-- Begin DATA EXCERPTS --

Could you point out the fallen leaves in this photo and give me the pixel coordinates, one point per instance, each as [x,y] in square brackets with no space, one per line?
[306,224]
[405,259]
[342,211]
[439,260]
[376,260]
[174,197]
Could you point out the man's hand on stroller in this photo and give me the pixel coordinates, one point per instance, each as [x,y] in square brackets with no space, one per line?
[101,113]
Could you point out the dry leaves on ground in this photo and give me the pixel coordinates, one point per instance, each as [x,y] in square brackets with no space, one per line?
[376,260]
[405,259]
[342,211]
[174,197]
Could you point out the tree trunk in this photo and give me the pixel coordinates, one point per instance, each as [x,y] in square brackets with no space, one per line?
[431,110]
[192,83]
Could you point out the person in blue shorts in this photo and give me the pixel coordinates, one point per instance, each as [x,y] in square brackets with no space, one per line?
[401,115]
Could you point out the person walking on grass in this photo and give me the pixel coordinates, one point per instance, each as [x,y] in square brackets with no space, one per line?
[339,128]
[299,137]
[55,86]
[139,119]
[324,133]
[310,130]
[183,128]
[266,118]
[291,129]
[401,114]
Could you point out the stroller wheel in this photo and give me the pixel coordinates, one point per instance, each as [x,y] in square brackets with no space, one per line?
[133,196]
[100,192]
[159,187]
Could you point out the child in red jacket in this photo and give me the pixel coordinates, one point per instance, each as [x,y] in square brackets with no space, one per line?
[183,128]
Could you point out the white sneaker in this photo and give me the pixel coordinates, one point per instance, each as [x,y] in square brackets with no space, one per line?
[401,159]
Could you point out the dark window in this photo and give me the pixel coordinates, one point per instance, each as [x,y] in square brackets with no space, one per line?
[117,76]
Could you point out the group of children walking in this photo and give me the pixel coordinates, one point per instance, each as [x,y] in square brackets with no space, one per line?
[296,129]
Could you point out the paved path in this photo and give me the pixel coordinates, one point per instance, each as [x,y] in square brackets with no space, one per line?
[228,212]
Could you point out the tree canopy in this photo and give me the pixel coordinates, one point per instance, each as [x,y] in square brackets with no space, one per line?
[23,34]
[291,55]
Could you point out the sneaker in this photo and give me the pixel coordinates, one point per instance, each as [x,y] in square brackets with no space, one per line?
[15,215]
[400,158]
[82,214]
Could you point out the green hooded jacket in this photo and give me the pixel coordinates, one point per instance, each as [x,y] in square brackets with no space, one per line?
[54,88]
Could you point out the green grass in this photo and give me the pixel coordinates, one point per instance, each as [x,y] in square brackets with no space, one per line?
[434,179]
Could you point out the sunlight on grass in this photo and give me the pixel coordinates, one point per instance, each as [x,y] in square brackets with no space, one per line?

-- End DATA EXCERPTS --

#### GOAL
Please turn the lines above, from the line containing "Could you point out the child" through the final line, into a JSON list of strings with one string per line, leaving out any blank lines.

#### EXERCISE RESPONSE
[
  "Could you point out the child in red jacket in this photo and give me the pixel coordinates, one point per instance, each as [x,y] in square brackets with no space, one per line?",
  "[183,128]",
  "Could you point out the white sneaker in this photo and give me the pixel coordinates, one point per instance, each as [x,y] in square brackets with no space, one per line?",
  "[401,159]",
  "Could you point out the dark window in this photo and give me the pixel coordinates, one point per instance, each as [x,y] in square brackets with no space, one per line?",
  "[117,76]",
  "Could you point out the group of children walking in this photo and give me the pixel coordinates, one point per instance, each as [x,y] in square brackets with no space, one per line?",
  "[296,129]",
  "Could you point out the paved path in this photo and give me the pixel coordinates, one point per instance, each as [x,y] in square brackets with no space, one per line?",
  "[228,212]",
  "Could you point out the tree canopy in this photo and give me the pixel coordinates, one point per instance, each as [x,y] in square brackets with no space, one per line?",
  "[23,34]",
  "[291,55]",
  "Could you point out the sneaker in this photo and give me the pixel coordinates, one point per instance, each as [x,y] in square brackets with no space, one per line?",
  "[15,215]",
  "[400,158]",
  "[82,214]",
  "Could you point out the green hooded jacket in this photo and give me the pixel coordinates, one point per instance, each as [x,y] in square brackets with no space, one per line?",
  "[54,88]",
  "Could you point out the green grass in this photo and give me the pixel coordinates, one point per instance, each as [x,y] in square brackets with no space, one per line?",
  "[434,179]",
  "Could you point out the sunlight on grass in this photo and give me the pixel coordinates, one point per instance, each as [x,y] in square brackets with no space, one per line?"
]